TRY IT: Every entry that follows is to be set down exactly, with its pictures omitted.

** DATA RECORDS follows **

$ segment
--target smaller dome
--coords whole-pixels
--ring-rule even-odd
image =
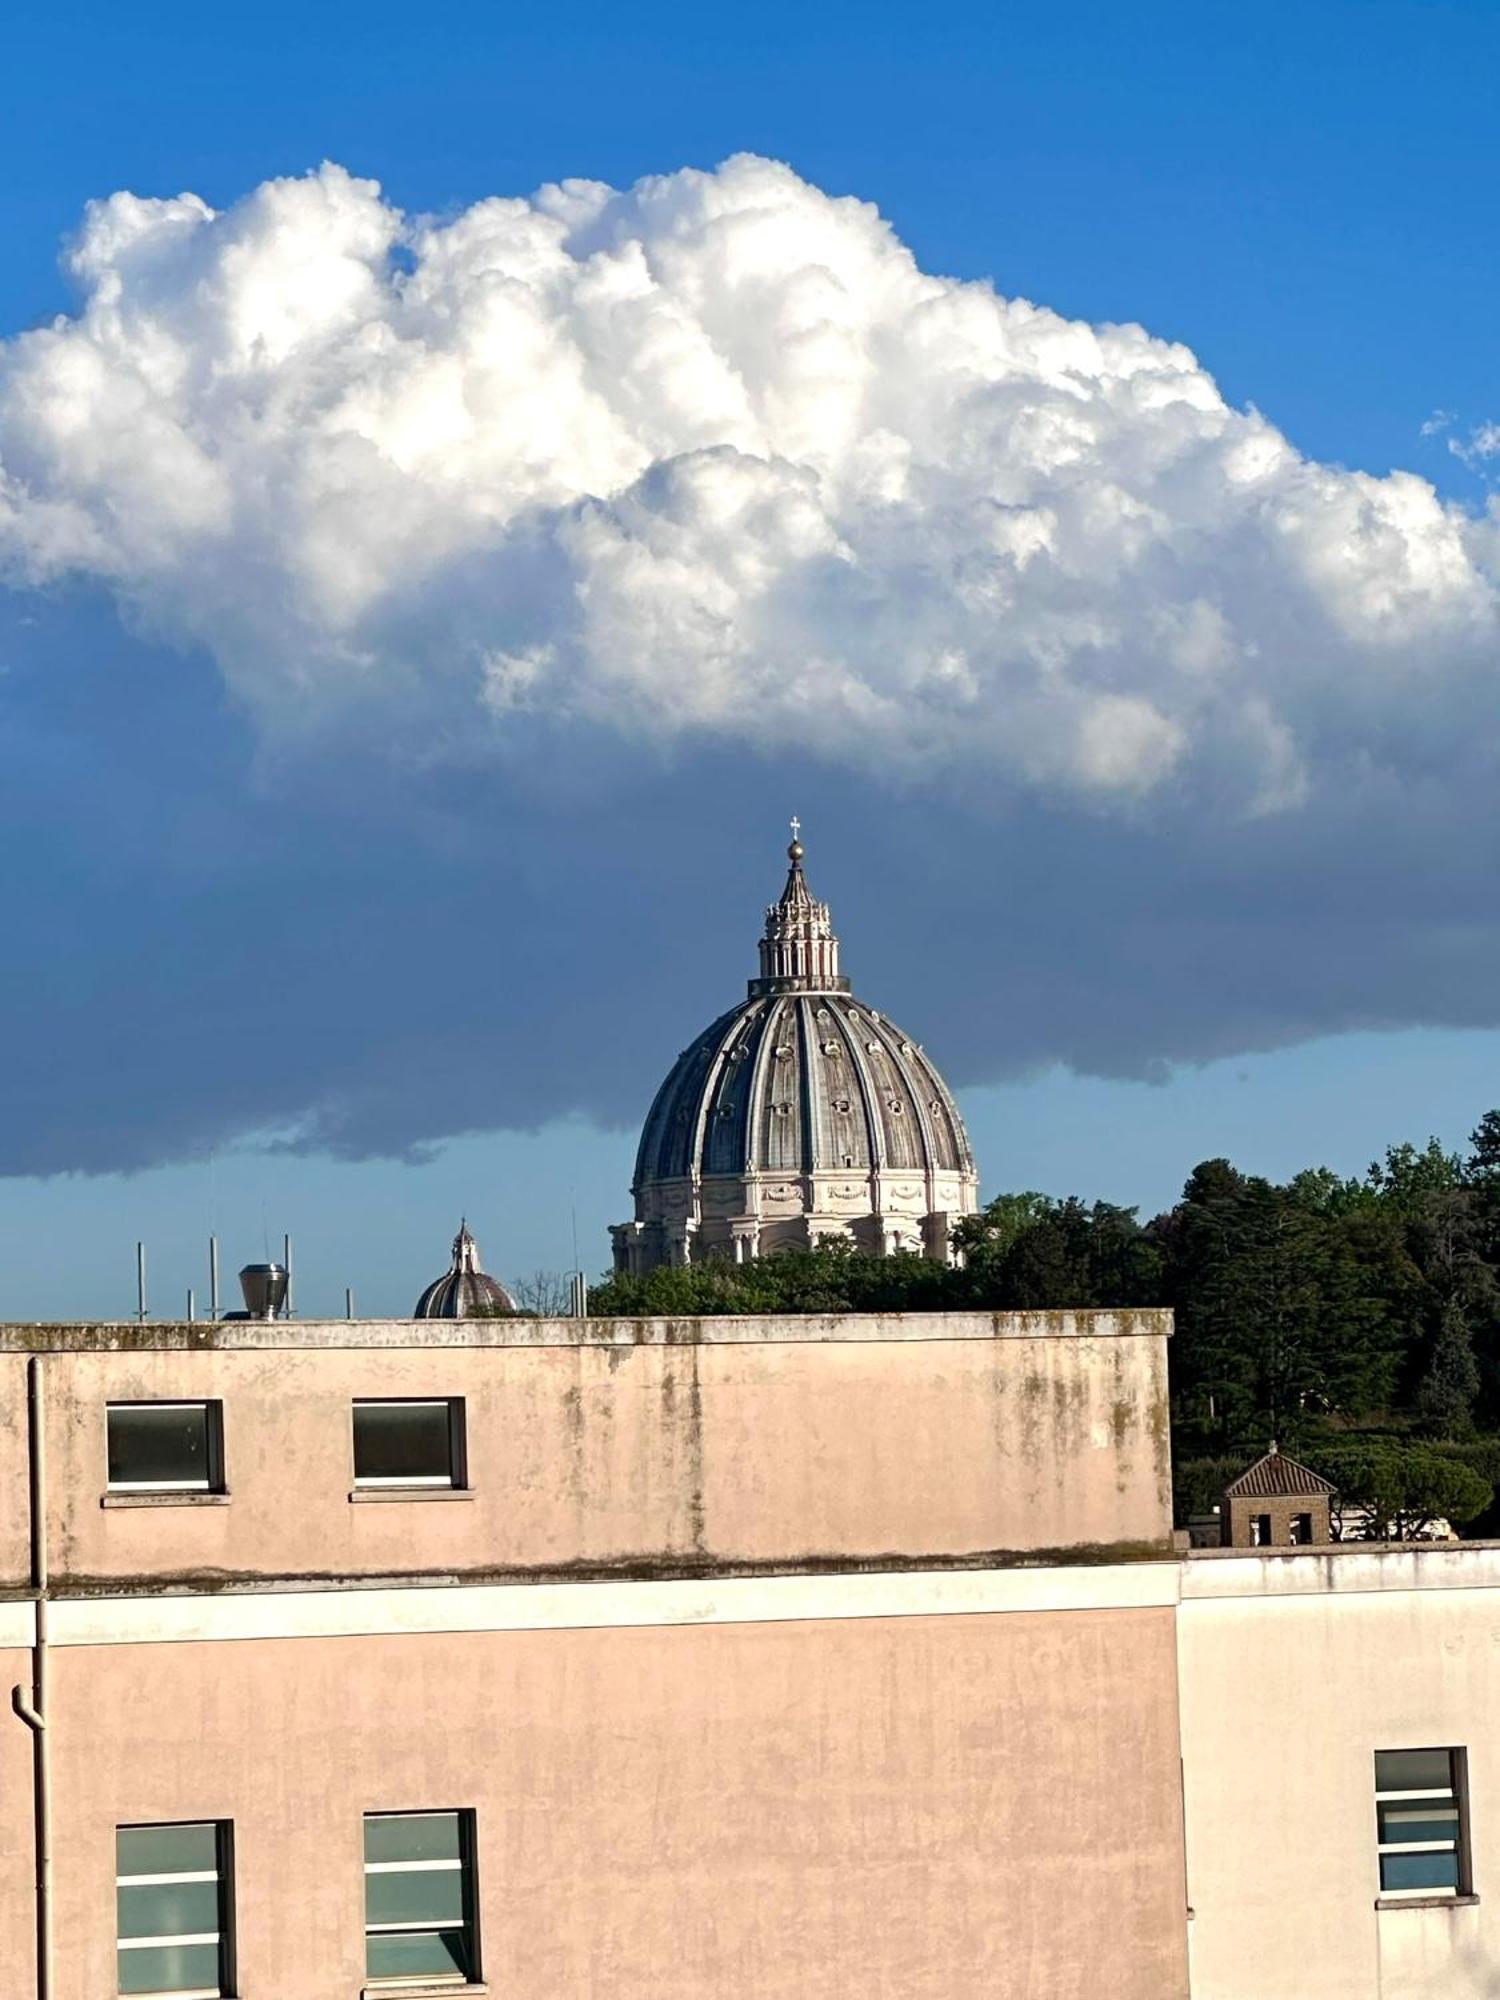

** End of DATA RECORDS **

WRITTEN SOLUTION:
$ segment
--target smaller dome
--coords whole-pixels
--ring-rule even-odd
image =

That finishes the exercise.